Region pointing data
****************

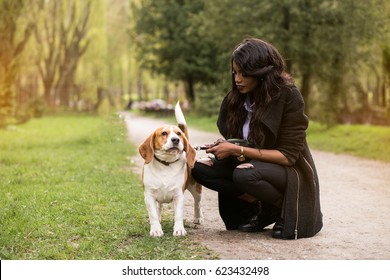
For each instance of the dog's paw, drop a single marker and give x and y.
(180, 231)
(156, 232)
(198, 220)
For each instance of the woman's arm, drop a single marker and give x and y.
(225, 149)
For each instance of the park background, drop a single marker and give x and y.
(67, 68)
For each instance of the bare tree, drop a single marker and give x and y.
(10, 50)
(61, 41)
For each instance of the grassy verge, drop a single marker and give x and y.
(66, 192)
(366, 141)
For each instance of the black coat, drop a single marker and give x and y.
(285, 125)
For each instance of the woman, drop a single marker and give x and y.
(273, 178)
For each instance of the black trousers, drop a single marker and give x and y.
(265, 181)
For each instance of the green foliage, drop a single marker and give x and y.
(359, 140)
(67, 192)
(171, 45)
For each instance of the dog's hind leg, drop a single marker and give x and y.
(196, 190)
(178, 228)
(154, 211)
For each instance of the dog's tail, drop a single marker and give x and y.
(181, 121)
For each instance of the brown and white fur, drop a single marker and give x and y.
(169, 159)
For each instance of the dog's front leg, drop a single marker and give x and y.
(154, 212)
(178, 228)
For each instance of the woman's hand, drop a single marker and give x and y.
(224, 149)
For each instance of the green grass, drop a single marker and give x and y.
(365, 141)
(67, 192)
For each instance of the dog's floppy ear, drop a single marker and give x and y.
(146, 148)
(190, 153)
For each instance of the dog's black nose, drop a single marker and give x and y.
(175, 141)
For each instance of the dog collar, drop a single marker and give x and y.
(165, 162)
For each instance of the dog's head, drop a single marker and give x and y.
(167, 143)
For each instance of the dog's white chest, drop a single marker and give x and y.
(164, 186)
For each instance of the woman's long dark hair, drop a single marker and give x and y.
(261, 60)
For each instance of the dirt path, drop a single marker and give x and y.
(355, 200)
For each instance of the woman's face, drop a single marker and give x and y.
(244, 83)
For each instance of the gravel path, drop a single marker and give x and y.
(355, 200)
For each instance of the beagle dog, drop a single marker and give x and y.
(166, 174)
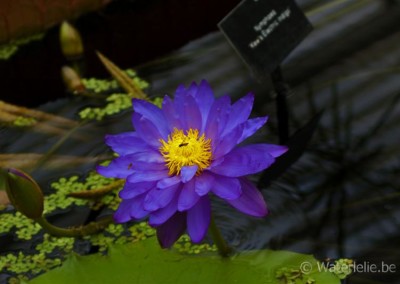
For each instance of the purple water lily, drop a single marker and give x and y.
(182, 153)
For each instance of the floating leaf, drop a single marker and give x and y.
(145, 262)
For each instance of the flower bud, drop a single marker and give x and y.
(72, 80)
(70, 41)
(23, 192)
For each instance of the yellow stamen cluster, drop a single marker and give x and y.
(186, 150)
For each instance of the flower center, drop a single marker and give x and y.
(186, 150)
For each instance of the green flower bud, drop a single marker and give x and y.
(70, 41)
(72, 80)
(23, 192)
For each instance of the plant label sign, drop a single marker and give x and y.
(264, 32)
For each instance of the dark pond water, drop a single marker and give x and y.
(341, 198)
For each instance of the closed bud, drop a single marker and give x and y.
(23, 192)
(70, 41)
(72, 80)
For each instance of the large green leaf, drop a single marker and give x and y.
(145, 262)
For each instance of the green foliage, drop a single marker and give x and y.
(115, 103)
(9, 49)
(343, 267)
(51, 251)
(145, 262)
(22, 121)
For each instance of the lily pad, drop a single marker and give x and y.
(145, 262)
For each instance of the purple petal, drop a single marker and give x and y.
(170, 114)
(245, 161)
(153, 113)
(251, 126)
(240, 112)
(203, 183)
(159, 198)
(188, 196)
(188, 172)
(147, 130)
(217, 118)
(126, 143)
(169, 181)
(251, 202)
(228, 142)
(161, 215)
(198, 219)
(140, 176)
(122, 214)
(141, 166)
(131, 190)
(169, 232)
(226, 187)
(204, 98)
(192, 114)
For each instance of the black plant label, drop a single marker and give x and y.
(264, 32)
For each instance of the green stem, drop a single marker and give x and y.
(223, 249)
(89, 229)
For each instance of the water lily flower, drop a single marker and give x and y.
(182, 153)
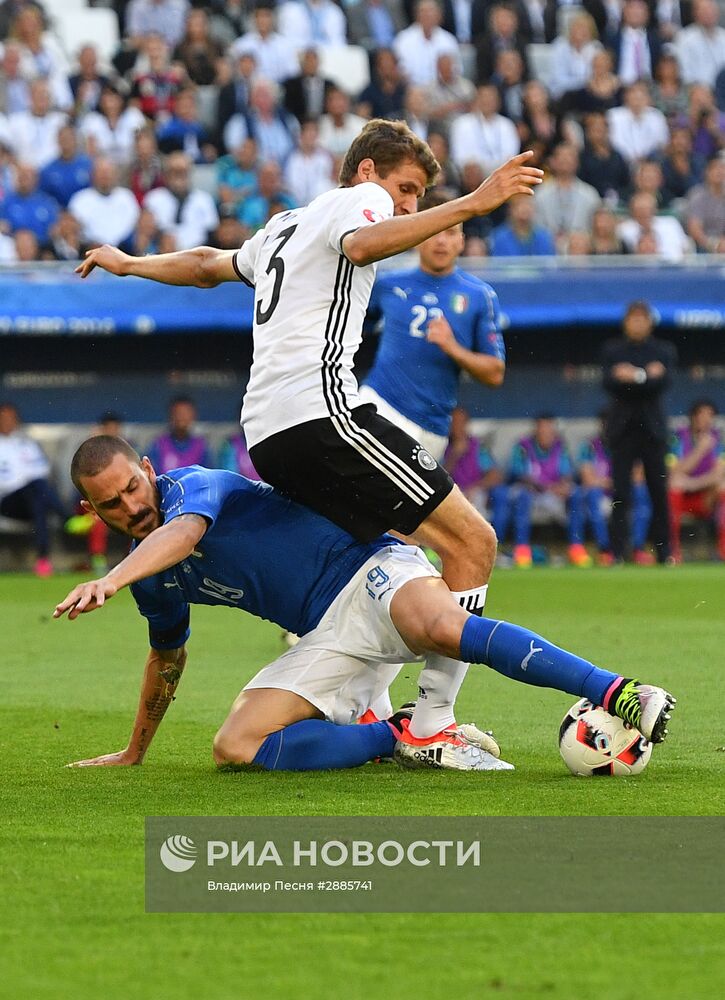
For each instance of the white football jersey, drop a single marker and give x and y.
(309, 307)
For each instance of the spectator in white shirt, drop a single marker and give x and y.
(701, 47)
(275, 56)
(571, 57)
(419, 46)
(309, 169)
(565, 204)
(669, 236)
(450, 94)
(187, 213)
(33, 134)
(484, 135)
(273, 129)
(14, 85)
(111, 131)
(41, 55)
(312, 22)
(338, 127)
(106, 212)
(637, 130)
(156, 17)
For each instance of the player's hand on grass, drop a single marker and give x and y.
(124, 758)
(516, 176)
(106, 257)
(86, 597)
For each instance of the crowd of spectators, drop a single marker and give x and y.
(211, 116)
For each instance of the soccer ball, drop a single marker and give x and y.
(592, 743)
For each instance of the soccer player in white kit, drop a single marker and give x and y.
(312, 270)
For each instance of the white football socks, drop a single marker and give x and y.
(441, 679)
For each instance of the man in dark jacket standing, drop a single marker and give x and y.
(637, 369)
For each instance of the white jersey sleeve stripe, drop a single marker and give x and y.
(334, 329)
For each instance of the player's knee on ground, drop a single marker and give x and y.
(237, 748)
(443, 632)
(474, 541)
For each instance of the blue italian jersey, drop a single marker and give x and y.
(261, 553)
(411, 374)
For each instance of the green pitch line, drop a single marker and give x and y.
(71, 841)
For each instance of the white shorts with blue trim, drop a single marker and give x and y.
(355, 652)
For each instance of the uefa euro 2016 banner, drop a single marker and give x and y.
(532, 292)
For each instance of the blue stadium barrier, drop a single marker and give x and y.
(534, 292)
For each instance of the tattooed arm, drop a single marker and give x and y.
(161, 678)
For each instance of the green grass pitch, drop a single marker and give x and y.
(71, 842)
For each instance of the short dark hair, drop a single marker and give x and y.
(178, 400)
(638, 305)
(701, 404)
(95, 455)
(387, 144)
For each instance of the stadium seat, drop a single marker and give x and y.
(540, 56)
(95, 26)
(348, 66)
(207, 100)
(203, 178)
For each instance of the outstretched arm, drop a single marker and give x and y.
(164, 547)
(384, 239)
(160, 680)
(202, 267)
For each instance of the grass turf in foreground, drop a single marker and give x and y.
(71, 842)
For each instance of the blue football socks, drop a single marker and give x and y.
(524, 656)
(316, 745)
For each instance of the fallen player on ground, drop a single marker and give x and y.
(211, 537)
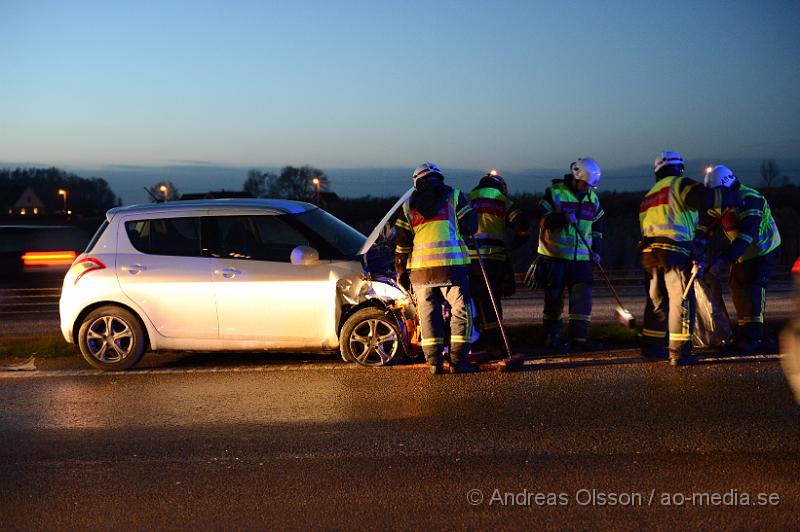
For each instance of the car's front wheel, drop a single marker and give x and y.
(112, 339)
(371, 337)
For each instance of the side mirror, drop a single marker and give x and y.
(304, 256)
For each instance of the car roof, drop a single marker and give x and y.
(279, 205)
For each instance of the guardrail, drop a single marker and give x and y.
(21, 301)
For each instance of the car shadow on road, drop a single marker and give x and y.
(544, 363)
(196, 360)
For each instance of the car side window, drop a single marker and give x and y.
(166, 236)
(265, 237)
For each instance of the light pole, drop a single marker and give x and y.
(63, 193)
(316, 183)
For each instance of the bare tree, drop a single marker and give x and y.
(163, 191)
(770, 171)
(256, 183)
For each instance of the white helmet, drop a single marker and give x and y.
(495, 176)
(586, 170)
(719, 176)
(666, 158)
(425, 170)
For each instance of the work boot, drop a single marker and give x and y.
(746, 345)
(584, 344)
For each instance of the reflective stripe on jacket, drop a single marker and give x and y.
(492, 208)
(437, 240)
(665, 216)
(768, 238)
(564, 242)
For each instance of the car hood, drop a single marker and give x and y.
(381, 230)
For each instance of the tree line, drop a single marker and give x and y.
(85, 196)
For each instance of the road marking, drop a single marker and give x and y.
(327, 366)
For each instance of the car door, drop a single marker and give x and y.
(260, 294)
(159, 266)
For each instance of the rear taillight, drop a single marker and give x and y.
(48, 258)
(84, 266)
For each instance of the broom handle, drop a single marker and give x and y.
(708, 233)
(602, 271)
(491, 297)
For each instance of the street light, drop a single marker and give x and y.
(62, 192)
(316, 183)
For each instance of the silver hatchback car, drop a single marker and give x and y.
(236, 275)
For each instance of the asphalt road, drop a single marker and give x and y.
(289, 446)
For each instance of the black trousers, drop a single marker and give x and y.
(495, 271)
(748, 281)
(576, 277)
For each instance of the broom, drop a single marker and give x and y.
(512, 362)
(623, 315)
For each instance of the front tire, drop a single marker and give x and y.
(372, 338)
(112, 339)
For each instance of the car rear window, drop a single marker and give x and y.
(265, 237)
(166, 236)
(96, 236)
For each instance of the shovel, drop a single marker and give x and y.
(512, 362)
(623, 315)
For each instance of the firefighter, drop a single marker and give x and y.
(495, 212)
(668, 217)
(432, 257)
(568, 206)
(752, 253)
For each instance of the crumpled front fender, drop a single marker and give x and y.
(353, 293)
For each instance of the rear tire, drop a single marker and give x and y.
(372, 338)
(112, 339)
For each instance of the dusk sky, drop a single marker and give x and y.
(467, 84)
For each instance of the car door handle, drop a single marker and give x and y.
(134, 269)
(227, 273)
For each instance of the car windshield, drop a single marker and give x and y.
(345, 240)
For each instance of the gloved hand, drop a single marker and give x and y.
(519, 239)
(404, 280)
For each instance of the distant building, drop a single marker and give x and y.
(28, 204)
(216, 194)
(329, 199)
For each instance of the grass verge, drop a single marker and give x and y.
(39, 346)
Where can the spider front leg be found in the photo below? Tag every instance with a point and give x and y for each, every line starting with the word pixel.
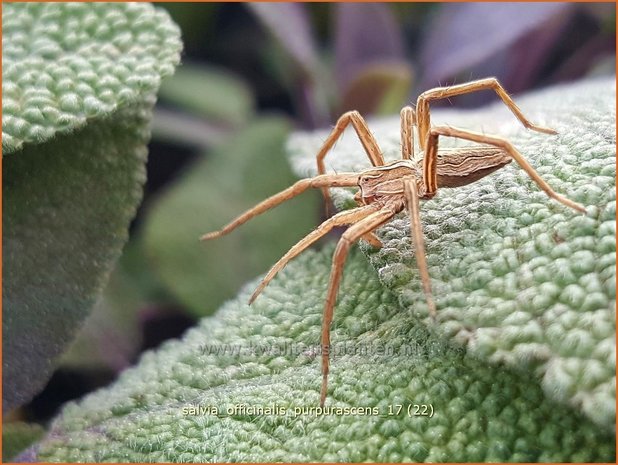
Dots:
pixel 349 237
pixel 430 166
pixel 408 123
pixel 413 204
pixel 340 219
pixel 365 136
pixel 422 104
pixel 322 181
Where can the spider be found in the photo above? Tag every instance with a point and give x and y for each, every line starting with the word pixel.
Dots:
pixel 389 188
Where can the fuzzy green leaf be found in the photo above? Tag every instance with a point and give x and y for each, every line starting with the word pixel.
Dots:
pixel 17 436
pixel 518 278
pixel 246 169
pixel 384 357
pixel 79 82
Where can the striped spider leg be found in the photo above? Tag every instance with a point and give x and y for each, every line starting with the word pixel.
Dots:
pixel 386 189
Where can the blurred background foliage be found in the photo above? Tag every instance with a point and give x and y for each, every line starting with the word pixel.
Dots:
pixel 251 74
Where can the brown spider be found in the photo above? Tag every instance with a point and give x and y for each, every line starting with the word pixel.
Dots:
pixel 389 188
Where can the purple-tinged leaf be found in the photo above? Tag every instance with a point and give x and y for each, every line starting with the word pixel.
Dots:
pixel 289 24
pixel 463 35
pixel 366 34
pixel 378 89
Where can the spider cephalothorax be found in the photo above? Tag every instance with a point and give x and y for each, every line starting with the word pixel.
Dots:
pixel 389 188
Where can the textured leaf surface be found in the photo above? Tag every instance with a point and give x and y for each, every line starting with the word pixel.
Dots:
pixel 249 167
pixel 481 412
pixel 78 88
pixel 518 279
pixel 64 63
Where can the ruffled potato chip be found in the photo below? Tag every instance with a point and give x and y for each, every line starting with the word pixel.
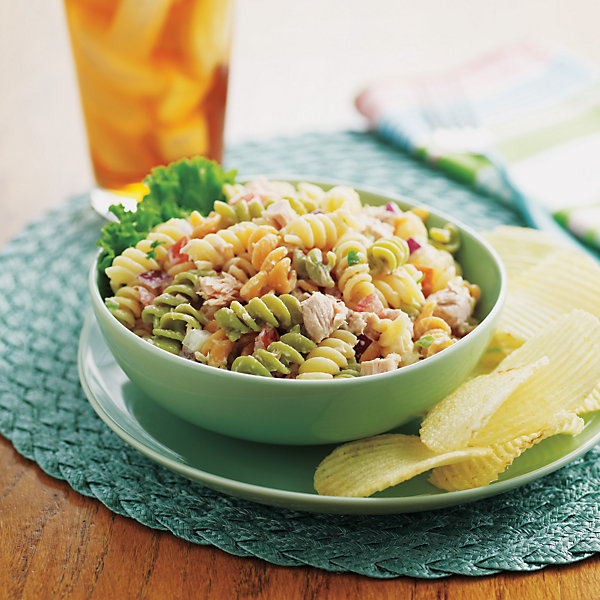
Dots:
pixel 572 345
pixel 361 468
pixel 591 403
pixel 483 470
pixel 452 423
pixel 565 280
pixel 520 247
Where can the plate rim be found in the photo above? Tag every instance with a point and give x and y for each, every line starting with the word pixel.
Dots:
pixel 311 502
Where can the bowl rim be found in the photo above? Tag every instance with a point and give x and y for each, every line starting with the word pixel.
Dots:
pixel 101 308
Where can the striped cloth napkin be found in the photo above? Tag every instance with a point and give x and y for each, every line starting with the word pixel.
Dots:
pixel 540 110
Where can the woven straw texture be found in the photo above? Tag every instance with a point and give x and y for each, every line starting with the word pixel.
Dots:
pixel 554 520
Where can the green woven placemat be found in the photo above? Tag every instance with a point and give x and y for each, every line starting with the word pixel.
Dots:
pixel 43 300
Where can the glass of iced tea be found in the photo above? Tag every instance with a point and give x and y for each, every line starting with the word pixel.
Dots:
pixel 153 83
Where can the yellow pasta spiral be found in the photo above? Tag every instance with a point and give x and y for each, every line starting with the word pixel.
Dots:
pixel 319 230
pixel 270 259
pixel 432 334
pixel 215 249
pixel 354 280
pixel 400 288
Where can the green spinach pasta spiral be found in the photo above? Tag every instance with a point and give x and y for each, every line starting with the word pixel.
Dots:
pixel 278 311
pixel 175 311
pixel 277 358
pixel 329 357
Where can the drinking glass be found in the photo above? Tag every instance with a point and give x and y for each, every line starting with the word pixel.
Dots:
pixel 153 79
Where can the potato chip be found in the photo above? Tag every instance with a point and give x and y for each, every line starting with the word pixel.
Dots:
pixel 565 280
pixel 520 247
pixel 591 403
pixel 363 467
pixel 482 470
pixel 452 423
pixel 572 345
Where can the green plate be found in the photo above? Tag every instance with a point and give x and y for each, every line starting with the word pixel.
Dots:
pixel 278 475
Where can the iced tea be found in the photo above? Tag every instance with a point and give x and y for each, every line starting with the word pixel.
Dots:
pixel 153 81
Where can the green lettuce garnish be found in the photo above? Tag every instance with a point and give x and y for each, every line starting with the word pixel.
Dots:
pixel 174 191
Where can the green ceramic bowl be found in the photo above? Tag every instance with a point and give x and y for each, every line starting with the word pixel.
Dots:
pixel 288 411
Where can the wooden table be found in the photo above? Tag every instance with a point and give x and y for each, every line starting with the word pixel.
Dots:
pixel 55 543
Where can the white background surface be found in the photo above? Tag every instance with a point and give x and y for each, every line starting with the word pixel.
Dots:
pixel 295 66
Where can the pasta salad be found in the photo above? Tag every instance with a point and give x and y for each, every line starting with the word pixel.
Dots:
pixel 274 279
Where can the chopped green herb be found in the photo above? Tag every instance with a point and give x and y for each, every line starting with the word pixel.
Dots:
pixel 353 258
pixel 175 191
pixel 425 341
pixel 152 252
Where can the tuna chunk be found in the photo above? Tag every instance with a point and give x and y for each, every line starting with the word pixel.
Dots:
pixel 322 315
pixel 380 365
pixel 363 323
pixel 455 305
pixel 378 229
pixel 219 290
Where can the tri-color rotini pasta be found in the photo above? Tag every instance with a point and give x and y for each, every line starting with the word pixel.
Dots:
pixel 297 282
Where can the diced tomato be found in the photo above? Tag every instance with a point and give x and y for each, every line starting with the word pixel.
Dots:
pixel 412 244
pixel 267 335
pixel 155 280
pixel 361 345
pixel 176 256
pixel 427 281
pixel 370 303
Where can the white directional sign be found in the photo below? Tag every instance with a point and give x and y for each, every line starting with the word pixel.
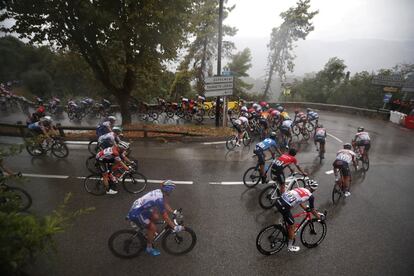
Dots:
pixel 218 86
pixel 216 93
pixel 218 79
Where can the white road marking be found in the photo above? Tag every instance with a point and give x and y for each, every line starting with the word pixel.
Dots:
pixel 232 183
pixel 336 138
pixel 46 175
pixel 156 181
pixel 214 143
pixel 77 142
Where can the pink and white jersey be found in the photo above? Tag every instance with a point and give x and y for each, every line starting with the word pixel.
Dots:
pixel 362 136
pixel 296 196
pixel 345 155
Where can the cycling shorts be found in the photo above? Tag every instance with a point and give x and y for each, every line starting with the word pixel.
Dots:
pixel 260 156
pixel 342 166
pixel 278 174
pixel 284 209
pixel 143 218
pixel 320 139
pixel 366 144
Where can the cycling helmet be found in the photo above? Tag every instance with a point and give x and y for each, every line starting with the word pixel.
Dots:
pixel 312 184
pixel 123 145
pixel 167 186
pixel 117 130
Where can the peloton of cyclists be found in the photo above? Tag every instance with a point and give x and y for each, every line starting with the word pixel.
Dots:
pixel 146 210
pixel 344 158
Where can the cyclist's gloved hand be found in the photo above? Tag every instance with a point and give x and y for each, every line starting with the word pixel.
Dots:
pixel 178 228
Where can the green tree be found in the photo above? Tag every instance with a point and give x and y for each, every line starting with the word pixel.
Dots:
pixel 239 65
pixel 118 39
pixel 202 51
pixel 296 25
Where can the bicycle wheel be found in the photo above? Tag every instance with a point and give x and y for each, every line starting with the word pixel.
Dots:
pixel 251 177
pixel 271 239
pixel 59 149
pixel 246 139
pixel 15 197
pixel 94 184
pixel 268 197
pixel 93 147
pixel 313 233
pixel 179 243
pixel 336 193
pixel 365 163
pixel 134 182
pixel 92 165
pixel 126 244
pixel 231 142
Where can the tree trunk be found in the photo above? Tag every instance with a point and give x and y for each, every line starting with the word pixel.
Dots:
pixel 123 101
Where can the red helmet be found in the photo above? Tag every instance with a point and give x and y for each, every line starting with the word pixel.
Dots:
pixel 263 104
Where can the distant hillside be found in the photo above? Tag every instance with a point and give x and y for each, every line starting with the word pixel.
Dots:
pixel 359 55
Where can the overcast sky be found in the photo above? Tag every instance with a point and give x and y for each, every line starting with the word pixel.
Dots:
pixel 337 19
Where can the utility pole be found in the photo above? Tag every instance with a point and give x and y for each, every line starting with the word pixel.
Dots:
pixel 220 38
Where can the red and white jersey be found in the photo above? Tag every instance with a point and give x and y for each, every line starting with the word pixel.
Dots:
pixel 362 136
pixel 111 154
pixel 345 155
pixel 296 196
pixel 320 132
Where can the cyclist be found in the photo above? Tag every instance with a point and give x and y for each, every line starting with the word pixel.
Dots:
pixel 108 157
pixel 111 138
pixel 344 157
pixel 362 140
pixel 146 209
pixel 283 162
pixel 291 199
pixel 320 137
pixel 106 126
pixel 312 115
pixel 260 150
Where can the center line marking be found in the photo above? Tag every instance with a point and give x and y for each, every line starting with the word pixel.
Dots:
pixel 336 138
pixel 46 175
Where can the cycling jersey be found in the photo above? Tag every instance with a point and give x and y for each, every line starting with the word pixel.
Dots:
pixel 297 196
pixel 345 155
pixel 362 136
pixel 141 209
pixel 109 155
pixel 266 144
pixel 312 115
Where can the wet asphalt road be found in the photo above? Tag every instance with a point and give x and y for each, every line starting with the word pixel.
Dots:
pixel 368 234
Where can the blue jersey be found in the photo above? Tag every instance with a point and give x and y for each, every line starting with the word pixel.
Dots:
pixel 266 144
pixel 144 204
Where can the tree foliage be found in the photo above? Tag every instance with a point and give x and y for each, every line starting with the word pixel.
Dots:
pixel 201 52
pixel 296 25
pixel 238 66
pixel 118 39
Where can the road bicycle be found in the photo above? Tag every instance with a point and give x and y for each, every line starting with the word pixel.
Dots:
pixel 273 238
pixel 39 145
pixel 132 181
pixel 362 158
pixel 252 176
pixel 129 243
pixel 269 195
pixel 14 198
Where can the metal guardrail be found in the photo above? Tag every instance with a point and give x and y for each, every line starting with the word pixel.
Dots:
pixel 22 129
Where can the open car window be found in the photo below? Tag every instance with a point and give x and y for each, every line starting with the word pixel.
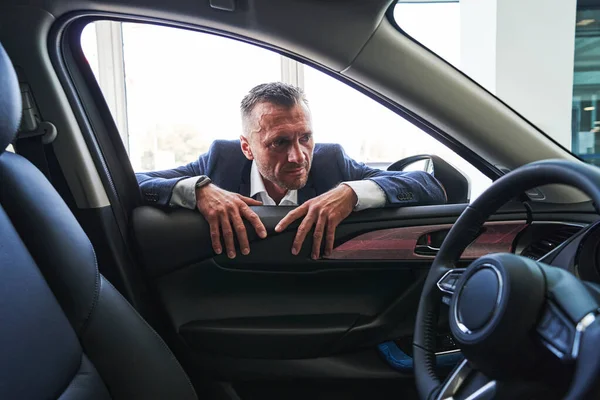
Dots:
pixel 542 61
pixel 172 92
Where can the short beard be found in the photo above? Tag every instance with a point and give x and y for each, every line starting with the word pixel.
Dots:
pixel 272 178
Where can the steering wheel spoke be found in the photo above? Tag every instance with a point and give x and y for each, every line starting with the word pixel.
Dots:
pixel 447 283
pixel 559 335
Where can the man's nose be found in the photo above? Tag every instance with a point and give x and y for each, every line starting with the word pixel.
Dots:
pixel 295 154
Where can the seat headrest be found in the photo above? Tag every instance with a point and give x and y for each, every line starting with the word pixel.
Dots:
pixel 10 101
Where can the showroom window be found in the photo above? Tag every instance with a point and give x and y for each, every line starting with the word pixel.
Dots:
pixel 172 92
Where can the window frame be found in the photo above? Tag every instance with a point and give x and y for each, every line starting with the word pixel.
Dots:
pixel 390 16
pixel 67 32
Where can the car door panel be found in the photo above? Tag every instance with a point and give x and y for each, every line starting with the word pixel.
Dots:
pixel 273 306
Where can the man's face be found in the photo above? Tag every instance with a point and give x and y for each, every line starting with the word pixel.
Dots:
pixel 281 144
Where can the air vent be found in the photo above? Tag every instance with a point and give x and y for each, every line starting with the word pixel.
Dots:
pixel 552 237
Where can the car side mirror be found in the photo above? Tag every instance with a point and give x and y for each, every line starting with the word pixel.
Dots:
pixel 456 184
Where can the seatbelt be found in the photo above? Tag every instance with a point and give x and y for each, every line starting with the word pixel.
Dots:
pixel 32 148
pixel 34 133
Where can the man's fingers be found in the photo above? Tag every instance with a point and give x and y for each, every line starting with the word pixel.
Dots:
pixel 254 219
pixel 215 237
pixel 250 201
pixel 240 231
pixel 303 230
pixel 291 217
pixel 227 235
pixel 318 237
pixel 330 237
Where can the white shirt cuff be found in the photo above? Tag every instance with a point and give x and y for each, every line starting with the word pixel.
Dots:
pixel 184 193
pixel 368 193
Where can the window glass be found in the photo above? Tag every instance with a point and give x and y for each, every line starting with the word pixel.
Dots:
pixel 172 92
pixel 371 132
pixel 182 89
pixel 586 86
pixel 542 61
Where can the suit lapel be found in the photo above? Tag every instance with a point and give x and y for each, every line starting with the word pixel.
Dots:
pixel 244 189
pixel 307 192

****************

**Task statement:** Go over the entries above and say how many lines hold the string "cycling", with no other text.

**Exercise output:** 3